─── Supplied data ───
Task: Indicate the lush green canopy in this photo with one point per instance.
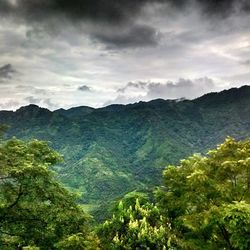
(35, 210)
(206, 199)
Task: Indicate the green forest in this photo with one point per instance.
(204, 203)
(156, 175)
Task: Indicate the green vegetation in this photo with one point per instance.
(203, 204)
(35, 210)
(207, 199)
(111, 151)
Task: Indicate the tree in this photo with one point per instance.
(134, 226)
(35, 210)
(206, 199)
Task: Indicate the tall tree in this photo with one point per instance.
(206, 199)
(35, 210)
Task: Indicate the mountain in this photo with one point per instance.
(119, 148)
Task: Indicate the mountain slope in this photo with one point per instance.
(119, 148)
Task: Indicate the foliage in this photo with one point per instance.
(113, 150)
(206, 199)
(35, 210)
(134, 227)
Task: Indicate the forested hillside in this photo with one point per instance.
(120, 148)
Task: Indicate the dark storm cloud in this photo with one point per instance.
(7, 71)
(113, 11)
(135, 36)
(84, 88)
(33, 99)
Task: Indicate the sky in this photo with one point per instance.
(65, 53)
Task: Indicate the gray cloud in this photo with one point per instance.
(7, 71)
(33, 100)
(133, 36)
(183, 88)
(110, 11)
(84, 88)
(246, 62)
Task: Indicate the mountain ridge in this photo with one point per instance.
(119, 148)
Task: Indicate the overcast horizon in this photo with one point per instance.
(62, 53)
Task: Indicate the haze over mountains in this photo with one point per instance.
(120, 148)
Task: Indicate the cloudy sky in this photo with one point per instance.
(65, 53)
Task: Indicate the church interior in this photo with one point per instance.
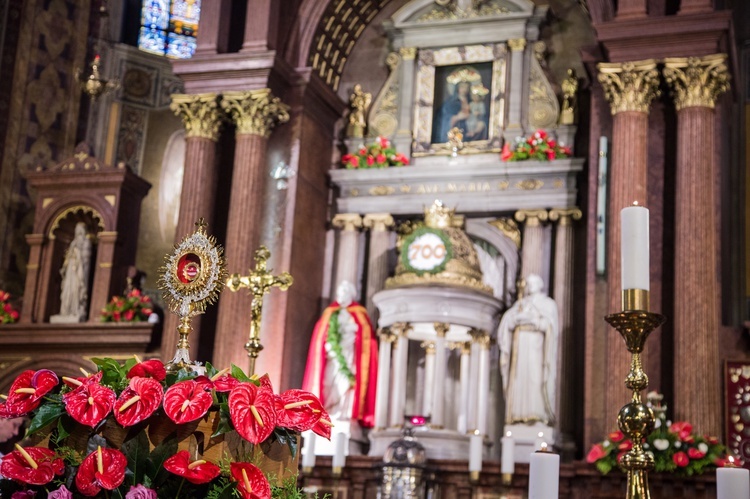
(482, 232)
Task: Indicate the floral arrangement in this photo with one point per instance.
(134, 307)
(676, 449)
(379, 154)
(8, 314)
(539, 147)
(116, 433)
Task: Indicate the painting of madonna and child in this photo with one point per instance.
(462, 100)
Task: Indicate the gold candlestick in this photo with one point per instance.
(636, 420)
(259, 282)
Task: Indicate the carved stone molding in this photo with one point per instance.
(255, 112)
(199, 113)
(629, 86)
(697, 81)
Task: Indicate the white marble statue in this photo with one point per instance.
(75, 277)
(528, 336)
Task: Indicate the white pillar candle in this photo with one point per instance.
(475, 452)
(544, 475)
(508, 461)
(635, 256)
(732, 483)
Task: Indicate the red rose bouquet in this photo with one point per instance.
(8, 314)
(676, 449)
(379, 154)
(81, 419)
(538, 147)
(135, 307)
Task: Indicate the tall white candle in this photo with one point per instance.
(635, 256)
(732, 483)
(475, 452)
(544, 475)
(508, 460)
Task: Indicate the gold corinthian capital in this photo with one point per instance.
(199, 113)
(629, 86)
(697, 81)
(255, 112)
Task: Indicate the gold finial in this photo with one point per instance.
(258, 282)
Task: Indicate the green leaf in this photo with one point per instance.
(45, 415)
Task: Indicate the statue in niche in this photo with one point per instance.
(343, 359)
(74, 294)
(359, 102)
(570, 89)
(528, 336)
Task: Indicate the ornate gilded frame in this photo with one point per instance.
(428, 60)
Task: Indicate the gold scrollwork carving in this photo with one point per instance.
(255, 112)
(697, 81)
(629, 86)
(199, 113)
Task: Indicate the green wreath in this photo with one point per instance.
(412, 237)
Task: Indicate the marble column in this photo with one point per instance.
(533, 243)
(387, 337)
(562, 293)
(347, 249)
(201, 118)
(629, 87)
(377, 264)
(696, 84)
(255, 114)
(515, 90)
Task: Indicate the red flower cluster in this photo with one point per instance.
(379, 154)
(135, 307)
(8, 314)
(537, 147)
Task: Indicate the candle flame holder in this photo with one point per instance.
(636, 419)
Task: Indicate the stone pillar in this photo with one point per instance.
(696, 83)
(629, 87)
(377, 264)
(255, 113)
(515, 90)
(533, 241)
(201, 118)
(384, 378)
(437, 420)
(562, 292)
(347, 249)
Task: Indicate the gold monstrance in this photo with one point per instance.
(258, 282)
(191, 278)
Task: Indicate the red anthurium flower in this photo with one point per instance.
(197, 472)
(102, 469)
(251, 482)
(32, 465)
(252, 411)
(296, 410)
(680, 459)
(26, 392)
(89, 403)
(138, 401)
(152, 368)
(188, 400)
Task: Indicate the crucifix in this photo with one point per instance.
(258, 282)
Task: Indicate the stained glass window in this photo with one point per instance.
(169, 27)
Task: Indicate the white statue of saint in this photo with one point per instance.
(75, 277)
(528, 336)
───
─── Supplied data ───
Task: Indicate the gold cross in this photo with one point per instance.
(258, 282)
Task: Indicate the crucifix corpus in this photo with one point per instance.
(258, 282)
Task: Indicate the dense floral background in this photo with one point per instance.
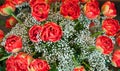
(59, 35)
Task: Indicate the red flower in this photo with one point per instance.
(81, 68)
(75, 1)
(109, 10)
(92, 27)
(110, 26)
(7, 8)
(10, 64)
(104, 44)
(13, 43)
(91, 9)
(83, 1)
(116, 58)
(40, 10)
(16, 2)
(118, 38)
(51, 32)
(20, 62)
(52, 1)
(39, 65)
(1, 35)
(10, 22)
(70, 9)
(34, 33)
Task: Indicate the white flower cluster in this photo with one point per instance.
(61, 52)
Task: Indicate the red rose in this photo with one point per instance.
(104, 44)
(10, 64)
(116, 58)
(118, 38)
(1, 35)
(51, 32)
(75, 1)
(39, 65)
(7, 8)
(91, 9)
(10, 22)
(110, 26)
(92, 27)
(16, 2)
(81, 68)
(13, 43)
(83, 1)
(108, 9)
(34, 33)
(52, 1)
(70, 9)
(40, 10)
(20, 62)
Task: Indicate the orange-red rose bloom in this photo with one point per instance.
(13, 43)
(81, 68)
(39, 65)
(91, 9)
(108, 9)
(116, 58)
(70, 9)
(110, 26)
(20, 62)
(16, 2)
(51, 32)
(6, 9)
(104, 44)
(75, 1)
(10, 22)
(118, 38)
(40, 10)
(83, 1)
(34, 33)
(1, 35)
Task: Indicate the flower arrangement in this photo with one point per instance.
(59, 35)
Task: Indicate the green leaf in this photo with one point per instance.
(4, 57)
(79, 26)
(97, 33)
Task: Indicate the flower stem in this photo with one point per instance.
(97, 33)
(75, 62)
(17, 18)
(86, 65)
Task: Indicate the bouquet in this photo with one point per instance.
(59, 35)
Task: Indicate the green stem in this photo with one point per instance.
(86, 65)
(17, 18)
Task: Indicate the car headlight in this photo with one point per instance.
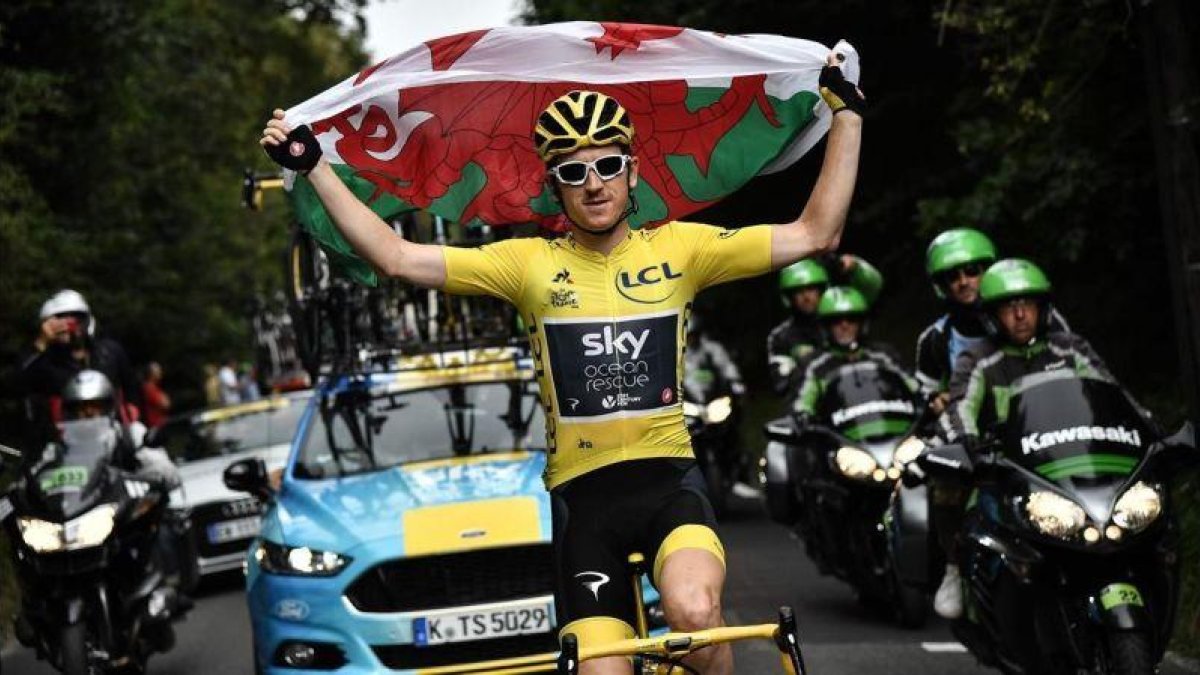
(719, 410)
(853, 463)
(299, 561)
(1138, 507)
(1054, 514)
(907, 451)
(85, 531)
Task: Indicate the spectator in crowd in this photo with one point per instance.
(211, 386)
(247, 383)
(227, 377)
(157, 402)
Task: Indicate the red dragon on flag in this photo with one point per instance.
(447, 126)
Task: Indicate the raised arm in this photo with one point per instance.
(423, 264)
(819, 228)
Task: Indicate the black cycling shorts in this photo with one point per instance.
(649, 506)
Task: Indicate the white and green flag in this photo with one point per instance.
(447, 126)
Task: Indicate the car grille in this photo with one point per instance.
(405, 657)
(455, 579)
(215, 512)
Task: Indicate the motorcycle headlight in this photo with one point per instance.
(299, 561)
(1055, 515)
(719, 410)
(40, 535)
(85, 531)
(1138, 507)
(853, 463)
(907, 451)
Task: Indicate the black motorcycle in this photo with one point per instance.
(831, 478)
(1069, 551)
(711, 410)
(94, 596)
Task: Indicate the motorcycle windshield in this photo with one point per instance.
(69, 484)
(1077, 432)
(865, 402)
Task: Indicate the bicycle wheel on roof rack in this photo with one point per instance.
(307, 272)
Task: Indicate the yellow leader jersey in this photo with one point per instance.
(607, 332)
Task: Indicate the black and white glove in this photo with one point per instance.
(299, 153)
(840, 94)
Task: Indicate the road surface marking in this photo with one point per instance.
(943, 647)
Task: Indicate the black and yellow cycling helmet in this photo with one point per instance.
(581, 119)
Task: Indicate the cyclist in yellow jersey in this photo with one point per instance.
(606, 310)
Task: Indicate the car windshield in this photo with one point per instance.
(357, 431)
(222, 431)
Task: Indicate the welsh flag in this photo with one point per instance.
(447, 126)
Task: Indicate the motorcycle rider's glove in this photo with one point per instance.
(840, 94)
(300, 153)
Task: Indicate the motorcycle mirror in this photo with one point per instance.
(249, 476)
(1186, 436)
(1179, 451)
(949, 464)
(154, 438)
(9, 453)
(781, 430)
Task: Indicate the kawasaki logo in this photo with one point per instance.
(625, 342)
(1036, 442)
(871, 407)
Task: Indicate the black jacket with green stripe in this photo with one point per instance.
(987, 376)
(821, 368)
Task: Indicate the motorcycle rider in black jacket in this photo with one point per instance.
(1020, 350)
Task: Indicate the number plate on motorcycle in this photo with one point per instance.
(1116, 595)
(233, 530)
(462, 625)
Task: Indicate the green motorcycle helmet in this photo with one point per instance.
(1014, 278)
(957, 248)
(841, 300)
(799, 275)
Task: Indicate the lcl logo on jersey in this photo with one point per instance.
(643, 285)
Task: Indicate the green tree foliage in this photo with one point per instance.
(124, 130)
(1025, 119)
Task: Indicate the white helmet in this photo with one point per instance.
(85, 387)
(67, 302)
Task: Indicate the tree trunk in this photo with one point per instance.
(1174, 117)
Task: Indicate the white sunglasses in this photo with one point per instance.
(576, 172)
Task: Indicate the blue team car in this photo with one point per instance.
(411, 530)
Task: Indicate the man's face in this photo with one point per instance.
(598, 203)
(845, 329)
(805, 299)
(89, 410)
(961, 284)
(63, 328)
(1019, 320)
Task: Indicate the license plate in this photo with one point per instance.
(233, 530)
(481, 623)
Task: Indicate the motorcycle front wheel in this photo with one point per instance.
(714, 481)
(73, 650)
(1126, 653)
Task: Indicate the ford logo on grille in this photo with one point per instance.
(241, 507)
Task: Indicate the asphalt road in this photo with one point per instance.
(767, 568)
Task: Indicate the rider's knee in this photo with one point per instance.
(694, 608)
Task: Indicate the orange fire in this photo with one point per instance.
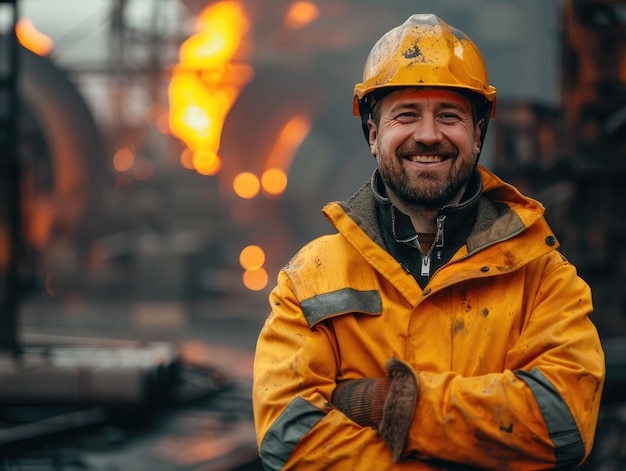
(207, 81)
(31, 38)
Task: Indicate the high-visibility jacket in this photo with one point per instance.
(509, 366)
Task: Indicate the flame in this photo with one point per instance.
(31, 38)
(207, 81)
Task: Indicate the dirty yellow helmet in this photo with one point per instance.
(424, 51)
───
─── Supplied data ───
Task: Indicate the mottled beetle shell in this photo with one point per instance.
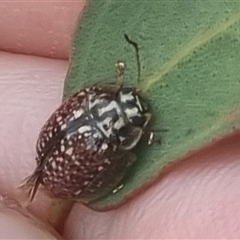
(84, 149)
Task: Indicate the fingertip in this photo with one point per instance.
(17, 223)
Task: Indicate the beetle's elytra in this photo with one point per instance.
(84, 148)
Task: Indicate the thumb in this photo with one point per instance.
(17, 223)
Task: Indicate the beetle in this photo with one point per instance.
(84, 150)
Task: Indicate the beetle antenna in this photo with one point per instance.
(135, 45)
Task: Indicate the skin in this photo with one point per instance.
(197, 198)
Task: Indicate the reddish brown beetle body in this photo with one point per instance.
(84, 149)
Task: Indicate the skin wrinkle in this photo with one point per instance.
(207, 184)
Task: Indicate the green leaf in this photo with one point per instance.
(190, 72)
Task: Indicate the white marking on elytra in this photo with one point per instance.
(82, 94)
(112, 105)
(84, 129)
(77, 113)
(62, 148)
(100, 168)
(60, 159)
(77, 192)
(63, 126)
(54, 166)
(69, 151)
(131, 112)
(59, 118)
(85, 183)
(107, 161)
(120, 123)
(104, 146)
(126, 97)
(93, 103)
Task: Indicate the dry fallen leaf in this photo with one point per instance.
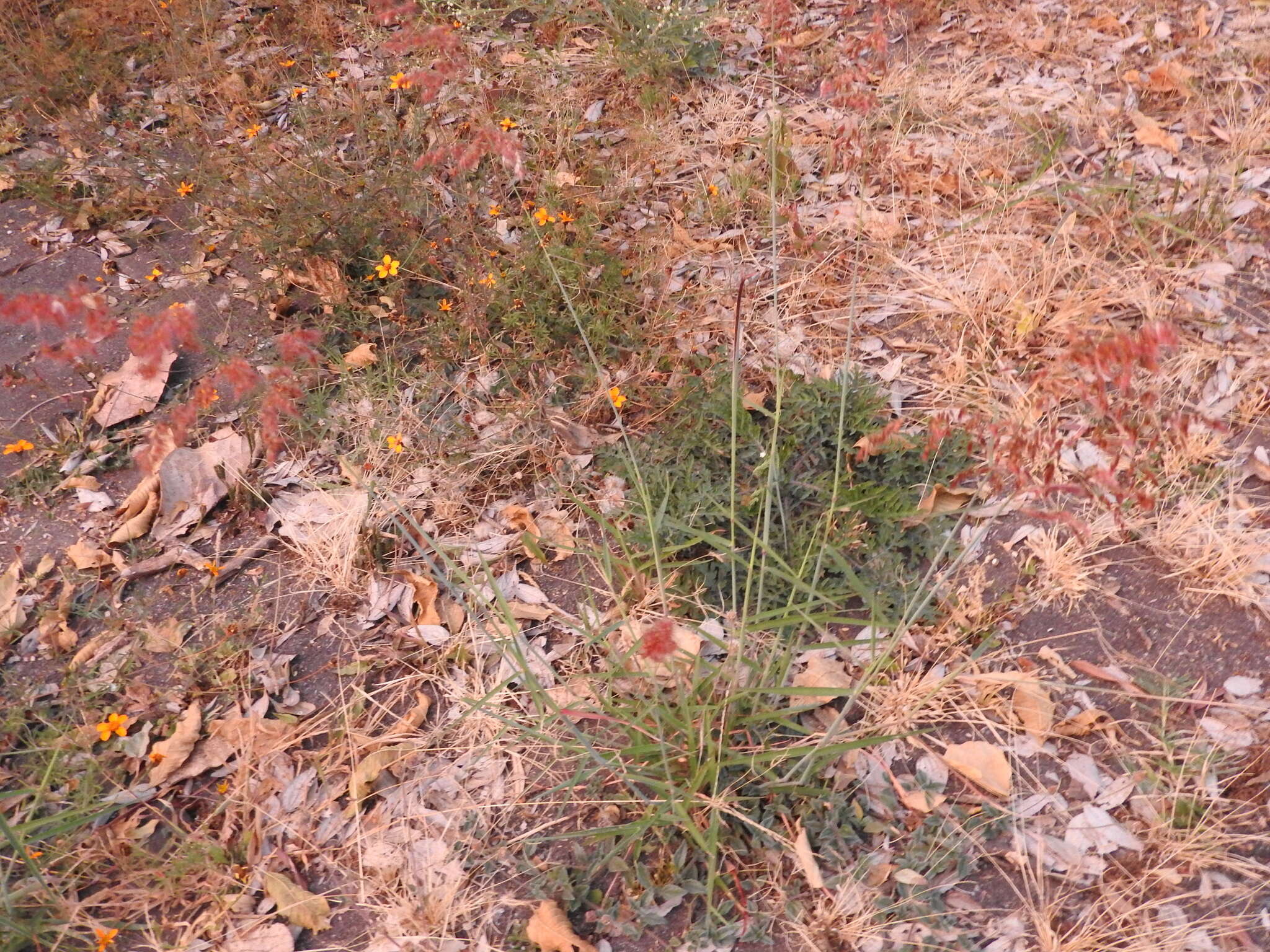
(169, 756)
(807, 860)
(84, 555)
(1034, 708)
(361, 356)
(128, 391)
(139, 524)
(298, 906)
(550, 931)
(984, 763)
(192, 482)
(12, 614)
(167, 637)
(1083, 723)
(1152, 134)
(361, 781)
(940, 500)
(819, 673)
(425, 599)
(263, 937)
───
The exercise - Extract the lines verbatim, starting with the line that contains "Task: Indicate the kawasaki" and going on through the line that contains "(1019, 320)", both included.

Final answer -
Task: Indicate the kawasaki logo in this photo with one point per instance.
(625, 342)
(1036, 442)
(871, 407)
Task: Indicate the black jacket with green stripe in this photo with one point per instance.
(987, 376)
(821, 368)
Task: Indicate the motorcycle rider in black jacket in this photo with one point per instance.
(1020, 350)
Task: Indicate the number plate on motorcycle in this photo with one point per instance.
(1116, 595)
(233, 530)
(462, 625)
Task: Indicate the green motorcycle helmet in this photo with one point per instance.
(1014, 278)
(957, 248)
(841, 300)
(799, 275)
Task: Indicate the lcl logo on jersey in this photo with one point per instance.
(643, 285)
Task: Indicate the green tree foliage in this photo with one point per instance.
(124, 130)
(1025, 119)
Task: Indicate the white helmet in this photo with one point per instance.
(85, 387)
(67, 302)
Task: Indicate the tree trunk in this photo with one point per instance.
(1174, 117)
Task: Indicate the white sunglasses in this photo with one point per instance.
(576, 172)
Task: Indicate the blue team car in this photo with one point per instance.
(411, 530)
Task: Indicate the man's face in this photo with one point per instance.
(598, 203)
(845, 329)
(805, 299)
(89, 410)
(961, 284)
(63, 328)
(1019, 320)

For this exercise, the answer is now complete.